— DO THIS —
Copy out exactly the lines from the line containing "Would you be able to point at the grey ripped" to the end of the listing.

— EXTRACTED ENTRIES —

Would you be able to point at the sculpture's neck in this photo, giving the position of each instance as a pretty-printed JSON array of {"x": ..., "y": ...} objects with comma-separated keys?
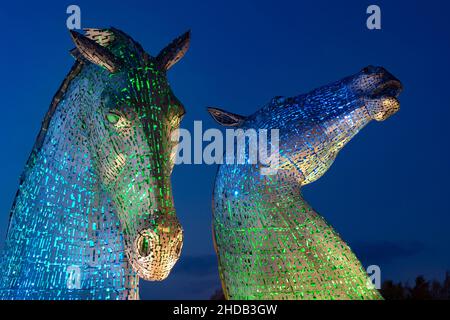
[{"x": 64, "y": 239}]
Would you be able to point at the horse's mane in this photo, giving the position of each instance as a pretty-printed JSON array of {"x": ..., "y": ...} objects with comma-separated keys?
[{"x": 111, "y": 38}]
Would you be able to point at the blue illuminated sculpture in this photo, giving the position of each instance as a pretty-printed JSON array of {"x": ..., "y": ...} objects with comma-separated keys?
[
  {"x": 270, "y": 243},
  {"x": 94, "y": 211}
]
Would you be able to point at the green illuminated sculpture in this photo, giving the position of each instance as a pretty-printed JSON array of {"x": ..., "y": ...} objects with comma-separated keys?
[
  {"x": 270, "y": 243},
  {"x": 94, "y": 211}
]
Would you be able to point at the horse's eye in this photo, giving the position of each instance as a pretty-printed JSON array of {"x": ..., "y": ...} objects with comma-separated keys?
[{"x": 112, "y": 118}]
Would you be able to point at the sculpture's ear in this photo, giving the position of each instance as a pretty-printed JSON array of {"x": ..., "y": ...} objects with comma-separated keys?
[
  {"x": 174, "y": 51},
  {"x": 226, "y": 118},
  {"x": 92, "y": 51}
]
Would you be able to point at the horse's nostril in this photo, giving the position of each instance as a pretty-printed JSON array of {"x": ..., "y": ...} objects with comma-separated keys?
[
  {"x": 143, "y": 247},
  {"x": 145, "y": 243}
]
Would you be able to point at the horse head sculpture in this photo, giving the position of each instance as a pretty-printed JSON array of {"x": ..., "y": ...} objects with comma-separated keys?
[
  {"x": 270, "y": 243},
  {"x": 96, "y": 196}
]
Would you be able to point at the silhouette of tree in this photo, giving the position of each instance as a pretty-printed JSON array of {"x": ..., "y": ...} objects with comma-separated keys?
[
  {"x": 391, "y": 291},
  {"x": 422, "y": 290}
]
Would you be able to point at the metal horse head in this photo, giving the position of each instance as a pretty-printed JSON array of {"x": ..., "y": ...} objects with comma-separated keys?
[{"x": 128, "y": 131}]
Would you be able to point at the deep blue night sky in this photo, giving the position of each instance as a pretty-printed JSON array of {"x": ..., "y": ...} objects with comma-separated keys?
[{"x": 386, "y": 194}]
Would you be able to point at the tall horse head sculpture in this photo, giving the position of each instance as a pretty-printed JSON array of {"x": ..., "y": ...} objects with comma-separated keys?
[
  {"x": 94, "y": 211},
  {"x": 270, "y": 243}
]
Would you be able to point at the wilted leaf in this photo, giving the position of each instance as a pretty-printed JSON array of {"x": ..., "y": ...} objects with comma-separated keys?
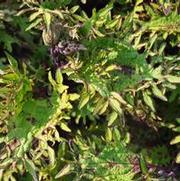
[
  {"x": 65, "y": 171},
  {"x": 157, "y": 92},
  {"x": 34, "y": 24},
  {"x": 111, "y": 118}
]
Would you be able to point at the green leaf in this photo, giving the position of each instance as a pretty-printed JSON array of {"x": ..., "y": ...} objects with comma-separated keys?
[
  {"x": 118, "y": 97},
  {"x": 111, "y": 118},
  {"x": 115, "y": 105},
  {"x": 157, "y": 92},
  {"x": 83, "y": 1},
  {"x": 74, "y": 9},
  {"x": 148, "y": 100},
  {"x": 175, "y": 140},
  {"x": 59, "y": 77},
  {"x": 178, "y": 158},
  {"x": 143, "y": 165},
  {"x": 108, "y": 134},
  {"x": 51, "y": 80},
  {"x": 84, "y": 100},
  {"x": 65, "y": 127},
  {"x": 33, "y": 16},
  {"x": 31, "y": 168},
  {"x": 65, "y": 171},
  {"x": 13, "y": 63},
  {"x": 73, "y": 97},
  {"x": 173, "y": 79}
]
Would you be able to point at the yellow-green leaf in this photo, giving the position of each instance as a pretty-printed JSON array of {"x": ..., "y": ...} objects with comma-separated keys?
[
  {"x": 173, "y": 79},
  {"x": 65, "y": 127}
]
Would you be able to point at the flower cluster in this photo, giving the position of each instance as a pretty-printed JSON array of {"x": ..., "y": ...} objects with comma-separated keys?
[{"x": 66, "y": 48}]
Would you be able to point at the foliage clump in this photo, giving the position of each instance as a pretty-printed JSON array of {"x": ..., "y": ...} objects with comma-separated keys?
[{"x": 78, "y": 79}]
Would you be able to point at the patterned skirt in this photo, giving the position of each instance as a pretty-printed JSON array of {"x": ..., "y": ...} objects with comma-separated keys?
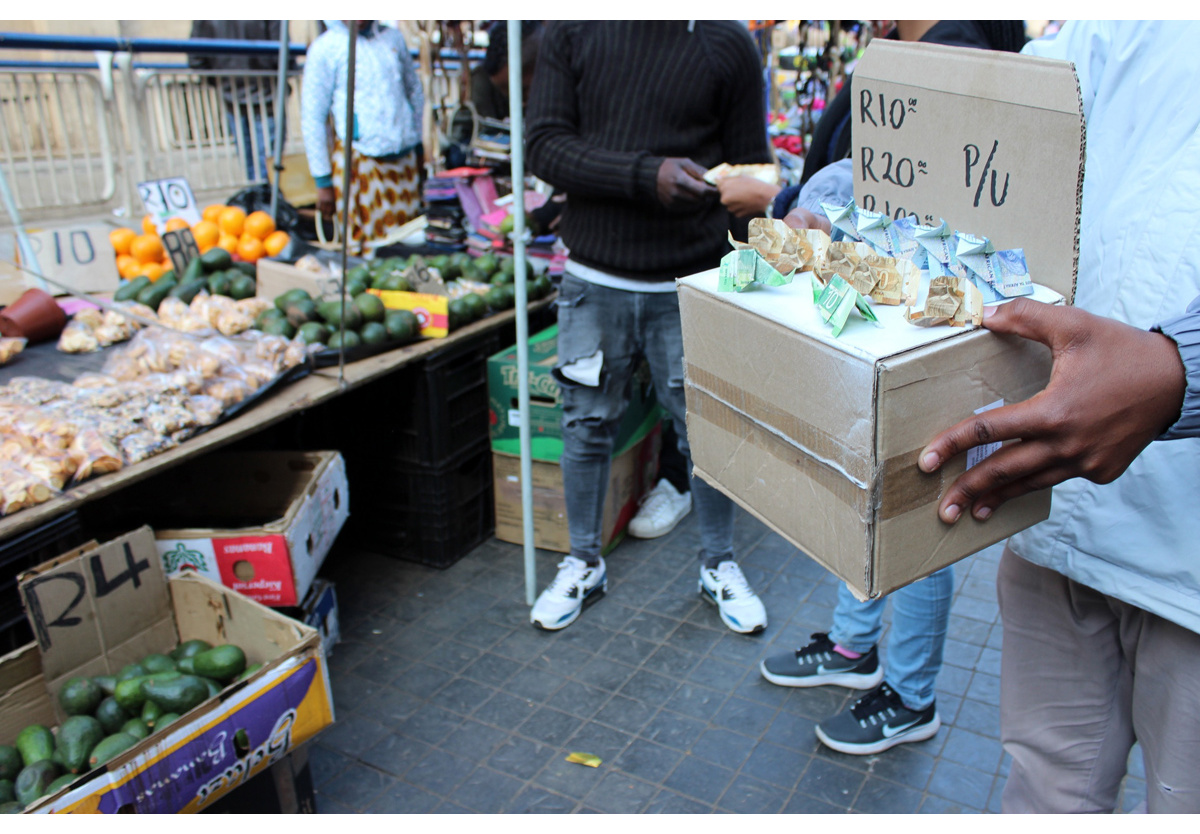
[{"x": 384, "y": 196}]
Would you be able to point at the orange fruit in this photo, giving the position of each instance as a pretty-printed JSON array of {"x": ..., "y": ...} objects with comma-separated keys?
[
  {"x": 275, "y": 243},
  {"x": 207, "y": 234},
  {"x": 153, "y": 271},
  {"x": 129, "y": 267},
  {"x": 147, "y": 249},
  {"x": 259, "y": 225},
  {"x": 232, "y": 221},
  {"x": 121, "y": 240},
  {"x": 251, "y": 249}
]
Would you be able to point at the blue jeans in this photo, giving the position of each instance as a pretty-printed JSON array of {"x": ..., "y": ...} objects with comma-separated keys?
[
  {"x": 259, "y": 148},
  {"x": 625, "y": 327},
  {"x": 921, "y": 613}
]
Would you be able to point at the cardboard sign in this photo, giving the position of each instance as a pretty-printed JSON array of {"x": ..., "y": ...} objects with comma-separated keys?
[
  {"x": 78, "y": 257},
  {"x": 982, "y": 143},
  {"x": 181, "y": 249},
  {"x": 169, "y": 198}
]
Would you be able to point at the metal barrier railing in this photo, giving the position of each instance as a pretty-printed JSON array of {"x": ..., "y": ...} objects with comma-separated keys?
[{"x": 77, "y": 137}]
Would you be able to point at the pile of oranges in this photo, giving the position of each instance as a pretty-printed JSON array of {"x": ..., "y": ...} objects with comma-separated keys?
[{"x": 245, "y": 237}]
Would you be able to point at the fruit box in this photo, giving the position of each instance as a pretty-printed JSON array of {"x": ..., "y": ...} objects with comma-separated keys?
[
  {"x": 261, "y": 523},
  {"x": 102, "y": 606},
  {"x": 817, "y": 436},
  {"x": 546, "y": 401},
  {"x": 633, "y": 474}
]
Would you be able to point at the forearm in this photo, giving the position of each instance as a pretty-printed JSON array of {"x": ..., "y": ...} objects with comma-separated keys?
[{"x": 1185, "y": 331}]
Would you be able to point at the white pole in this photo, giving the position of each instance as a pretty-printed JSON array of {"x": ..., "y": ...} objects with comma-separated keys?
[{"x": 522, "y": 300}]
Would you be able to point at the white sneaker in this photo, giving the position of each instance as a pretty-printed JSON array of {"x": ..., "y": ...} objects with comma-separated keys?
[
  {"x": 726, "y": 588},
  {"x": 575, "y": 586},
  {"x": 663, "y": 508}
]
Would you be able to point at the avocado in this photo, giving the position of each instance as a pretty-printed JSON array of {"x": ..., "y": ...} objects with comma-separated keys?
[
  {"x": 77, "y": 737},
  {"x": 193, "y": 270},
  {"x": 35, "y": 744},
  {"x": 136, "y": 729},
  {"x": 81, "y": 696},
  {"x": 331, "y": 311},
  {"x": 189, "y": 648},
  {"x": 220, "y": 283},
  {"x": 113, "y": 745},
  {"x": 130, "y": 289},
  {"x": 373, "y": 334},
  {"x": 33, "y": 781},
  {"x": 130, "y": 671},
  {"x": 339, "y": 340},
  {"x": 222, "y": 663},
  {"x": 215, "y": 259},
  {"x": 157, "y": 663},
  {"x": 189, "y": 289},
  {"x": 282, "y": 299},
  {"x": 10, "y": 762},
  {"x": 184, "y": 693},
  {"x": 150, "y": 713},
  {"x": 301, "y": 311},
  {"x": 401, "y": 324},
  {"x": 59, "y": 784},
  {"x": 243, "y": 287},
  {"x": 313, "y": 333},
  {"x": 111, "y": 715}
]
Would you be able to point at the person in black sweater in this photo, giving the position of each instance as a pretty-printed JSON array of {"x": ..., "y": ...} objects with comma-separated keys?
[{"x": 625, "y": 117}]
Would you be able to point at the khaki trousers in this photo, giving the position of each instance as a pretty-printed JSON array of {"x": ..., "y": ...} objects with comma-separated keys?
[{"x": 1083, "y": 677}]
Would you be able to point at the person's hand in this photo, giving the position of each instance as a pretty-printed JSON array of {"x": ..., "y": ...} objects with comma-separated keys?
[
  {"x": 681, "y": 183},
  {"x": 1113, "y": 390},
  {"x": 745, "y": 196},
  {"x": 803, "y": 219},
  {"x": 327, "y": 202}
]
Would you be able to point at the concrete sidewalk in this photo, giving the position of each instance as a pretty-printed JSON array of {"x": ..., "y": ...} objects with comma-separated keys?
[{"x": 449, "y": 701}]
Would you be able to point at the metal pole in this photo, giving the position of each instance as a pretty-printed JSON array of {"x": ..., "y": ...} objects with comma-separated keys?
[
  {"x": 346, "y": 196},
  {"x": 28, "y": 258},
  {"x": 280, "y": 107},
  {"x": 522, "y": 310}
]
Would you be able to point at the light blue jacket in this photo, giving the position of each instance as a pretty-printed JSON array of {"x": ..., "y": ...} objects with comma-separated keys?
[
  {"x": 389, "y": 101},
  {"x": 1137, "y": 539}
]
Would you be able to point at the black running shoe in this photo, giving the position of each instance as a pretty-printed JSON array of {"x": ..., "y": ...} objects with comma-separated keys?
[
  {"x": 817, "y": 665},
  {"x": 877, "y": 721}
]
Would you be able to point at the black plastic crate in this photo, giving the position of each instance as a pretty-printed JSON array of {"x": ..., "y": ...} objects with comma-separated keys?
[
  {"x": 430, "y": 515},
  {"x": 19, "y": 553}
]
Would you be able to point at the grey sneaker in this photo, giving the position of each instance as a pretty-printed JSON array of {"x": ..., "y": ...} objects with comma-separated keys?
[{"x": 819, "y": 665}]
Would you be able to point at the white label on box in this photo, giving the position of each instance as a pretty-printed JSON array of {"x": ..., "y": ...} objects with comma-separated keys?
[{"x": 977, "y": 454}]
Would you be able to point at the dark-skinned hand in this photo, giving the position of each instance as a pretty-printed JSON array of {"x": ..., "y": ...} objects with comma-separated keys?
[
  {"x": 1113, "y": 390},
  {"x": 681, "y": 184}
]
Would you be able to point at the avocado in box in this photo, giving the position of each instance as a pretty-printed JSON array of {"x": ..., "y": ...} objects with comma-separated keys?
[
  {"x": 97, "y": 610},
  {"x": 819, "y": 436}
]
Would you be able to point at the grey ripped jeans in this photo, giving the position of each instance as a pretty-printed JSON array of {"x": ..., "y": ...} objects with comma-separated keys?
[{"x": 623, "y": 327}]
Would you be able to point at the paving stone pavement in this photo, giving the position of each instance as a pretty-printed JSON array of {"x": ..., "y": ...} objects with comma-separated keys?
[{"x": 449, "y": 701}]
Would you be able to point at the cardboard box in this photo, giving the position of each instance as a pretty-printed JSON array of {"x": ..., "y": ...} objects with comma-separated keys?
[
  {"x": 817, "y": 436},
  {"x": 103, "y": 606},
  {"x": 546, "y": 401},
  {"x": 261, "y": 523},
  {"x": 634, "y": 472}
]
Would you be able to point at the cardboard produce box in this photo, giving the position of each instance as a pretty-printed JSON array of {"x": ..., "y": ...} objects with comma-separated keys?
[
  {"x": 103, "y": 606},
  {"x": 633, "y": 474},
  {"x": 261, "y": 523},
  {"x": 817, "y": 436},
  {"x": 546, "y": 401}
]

— OUTPUT —
Would you be able to point at the grey ripped jeans in this photo, giving the position of each instance as a pretty-printed JSON array of {"x": ..., "y": ...} objects with comma-separated keys?
[{"x": 623, "y": 327}]
Would you be able to point at the paving stone pavement in this photo, giving the position of each instance as a pretty-printed JSON array of {"x": ..., "y": ...} objects with comma-separated keys?
[{"x": 449, "y": 701}]
Would you be able to point at the cardboard box in this photo, giving the position of each instance as a pretty-printed JSON array of {"x": ..., "y": ...} objects with comma-separated keys?
[
  {"x": 817, "y": 436},
  {"x": 103, "y": 606},
  {"x": 546, "y": 401},
  {"x": 261, "y": 523},
  {"x": 634, "y": 472}
]
Would you be able to point at the cardboard produce box in this photo, giving the position of each instance as a pretty-printed JSON array of {"x": ..., "y": ...} objects with comma-separated keys?
[
  {"x": 103, "y": 606},
  {"x": 633, "y": 474},
  {"x": 261, "y": 523},
  {"x": 817, "y": 436},
  {"x": 546, "y": 401}
]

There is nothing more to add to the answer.